--- START Records ---

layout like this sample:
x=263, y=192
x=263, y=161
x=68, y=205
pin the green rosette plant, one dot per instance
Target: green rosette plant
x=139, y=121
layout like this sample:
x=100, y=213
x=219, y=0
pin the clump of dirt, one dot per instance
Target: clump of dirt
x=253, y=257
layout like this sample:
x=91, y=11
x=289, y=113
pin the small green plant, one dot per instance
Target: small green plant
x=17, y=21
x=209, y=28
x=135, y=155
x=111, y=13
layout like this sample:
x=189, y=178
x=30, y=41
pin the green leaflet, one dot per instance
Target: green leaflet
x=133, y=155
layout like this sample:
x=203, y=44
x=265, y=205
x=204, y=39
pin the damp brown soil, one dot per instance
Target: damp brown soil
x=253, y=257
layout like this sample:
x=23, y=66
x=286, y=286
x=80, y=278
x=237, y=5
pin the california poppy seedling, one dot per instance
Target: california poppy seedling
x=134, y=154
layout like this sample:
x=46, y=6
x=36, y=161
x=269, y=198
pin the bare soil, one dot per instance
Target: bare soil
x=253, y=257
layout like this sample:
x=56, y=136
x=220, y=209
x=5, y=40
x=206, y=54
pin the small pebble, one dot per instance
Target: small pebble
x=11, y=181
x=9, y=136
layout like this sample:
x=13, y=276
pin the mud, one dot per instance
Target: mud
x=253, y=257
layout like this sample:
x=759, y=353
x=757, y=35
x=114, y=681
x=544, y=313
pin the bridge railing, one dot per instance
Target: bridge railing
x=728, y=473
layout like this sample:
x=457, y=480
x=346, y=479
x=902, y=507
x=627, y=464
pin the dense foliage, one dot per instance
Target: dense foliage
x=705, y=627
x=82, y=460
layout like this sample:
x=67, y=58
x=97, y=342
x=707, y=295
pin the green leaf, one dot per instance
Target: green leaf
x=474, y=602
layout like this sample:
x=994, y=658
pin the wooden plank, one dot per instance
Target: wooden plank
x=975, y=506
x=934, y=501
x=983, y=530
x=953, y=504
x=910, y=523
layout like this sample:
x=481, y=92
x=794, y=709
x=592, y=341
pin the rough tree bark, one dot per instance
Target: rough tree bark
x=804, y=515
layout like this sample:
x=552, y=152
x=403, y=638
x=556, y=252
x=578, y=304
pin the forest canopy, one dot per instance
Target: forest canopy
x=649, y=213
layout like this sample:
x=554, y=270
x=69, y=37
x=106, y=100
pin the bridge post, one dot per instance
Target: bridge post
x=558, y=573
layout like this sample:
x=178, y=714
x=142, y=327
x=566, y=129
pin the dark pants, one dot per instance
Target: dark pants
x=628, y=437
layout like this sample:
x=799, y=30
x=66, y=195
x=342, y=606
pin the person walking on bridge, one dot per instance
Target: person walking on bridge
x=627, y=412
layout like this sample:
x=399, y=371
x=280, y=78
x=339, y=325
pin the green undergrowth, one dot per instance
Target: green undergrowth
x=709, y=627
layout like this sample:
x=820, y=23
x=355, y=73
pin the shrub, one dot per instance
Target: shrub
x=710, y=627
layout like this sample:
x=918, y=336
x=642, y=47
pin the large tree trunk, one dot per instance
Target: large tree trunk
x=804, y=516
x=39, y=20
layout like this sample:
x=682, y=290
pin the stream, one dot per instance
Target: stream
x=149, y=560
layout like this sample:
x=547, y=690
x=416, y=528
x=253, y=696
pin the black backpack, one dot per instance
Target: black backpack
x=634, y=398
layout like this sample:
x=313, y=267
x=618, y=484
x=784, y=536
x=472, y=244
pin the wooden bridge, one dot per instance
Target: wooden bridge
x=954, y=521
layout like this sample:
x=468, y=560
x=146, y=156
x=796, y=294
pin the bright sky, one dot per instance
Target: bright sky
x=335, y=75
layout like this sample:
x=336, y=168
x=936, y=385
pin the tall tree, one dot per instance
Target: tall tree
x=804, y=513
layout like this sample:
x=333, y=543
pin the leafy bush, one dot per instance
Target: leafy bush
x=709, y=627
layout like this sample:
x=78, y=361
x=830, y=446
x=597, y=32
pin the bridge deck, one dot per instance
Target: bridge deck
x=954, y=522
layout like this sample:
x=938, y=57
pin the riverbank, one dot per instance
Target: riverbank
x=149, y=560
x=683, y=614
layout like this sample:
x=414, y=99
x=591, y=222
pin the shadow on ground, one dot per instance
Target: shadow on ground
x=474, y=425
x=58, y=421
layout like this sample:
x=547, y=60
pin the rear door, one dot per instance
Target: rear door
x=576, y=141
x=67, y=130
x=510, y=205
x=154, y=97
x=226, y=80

--- END Records ---

#### [Written instruction]
Reproduce all of the lines above, replacing every occurrence of "sample" with "template" and leaving everything else unchanged.

#### [Answer to this task]
layout like this template:
x=263, y=192
x=263, y=161
x=68, y=205
pin the green rosette plant, one dot per instance
Target: green rosette plant
x=139, y=121
layout like this template:
x=100, y=213
x=219, y=0
pin the clump of dirt, one dot per instance
Target: clump of dirt
x=253, y=257
layout like this template:
x=91, y=11
x=289, y=113
pin the small green plant, one dot per instance
Target: small green plant
x=17, y=21
x=209, y=28
x=135, y=155
x=111, y=13
layout like this template:
x=189, y=178
x=30, y=41
pin the green leaflet, one dot per instance
Target: green leaflet
x=133, y=155
layout like this template:
x=203, y=44
x=265, y=205
x=204, y=39
pin the damp brown soil, one dot per instance
Target: damp brown soil
x=253, y=257
layout like this template:
x=23, y=66
x=286, y=286
x=80, y=278
x=237, y=5
pin the california poppy seedling, one dot per instance
Target: california poppy seedling
x=134, y=154
layout like this template:
x=46, y=6
x=36, y=161
x=269, y=198
pin the bare soil, one dot per instance
Target: bare soil
x=253, y=257
layout like this template:
x=56, y=136
x=220, y=209
x=5, y=40
x=206, y=54
pin the small pebble, one dot per instance
Target: small pebble
x=11, y=181
x=9, y=136
layout like this template:
x=13, y=276
pin the mud, one dot per instance
Target: mud
x=253, y=257
layout like this template:
x=759, y=353
x=757, y=35
x=114, y=681
x=544, y=313
pin the bridge railing, one dot per instance
Target: bridge railing
x=728, y=473
layout like this template:
x=457, y=480
x=346, y=479
x=902, y=507
x=627, y=464
pin the dense foliage, one dot per instance
Target: dense foliage
x=705, y=627
x=82, y=460
layout like this template:
x=67, y=58
x=97, y=342
x=707, y=295
pin the green leaf, one dot per instance
Target: green leaf
x=474, y=602
layout like this template:
x=994, y=658
pin the wooden plank, one dot per instance
Target: wooden plank
x=975, y=506
x=934, y=501
x=983, y=530
x=953, y=504
x=910, y=523
layout like this template:
x=481, y=92
x=794, y=709
x=592, y=341
pin the rough tree bark, one dot per instance
Target: rough tree bark
x=804, y=515
layout like this template:
x=552, y=152
x=403, y=638
x=556, y=252
x=578, y=304
pin the forest canopy, one dot per instance
Target: forest canopy
x=649, y=213
layout like this template:
x=554, y=270
x=69, y=37
x=106, y=100
pin the bridge post, one dot per instance
Target: bridge post
x=558, y=573
layout like this template:
x=178, y=714
x=142, y=327
x=566, y=129
pin the dark pants, one dot per instance
Target: dark pants
x=628, y=437
layout like this template:
x=799, y=30
x=66, y=195
x=342, y=606
pin the person walking on bridge, one dot per instance
Target: person walking on bridge
x=627, y=412
layout like this template:
x=399, y=371
x=280, y=78
x=339, y=325
pin the green undergrowth, one dot per instance
Target: green undergrowth
x=709, y=627
layout like this template:
x=820, y=23
x=355, y=73
pin the shrub, one dot per instance
Target: shrub
x=710, y=627
layout like this template:
x=918, y=336
x=642, y=47
pin the large tree trunk, one dot per instance
Target: large tree trunk
x=804, y=516
x=39, y=20
layout like this template:
x=682, y=290
pin the stream, one dot per instance
Target: stream
x=149, y=560
layout like this template:
x=547, y=690
x=416, y=528
x=253, y=696
pin the black backpack, one dot per instance
Target: black backpack
x=634, y=398
layout like this template:
x=313, y=267
x=618, y=484
x=784, y=536
x=472, y=244
pin the wooden bridge, one dot per instance
Target: wooden bridge
x=954, y=521
layout like this template:
x=468, y=560
x=146, y=156
x=796, y=294
pin the bright sky, one dot per instance
Target: bright sky
x=335, y=75
layout like this template:
x=336, y=168
x=936, y=385
pin the tall tree, one dot per instance
Target: tall tree
x=804, y=513
layout like this template:
x=333, y=543
pin the leafy bush, one dot per instance
Target: leafy bush
x=709, y=627
layout like this template:
x=78, y=361
x=830, y=446
x=597, y=32
pin the bridge deck, one dot per instance
Target: bridge deck
x=954, y=522
layout like this template:
x=938, y=57
pin the riverbank, one dot per instance
Target: riverbank
x=149, y=560
x=683, y=614
layout like this template:
x=414, y=99
x=591, y=222
pin the shadow on ground, one dot per instance
Target: shadow on ground
x=474, y=425
x=58, y=421
layout like this template:
x=547, y=60
pin the rear door, one dot per instance
Target: rear door
x=576, y=141
x=67, y=130
x=510, y=205
x=154, y=97
x=226, y=80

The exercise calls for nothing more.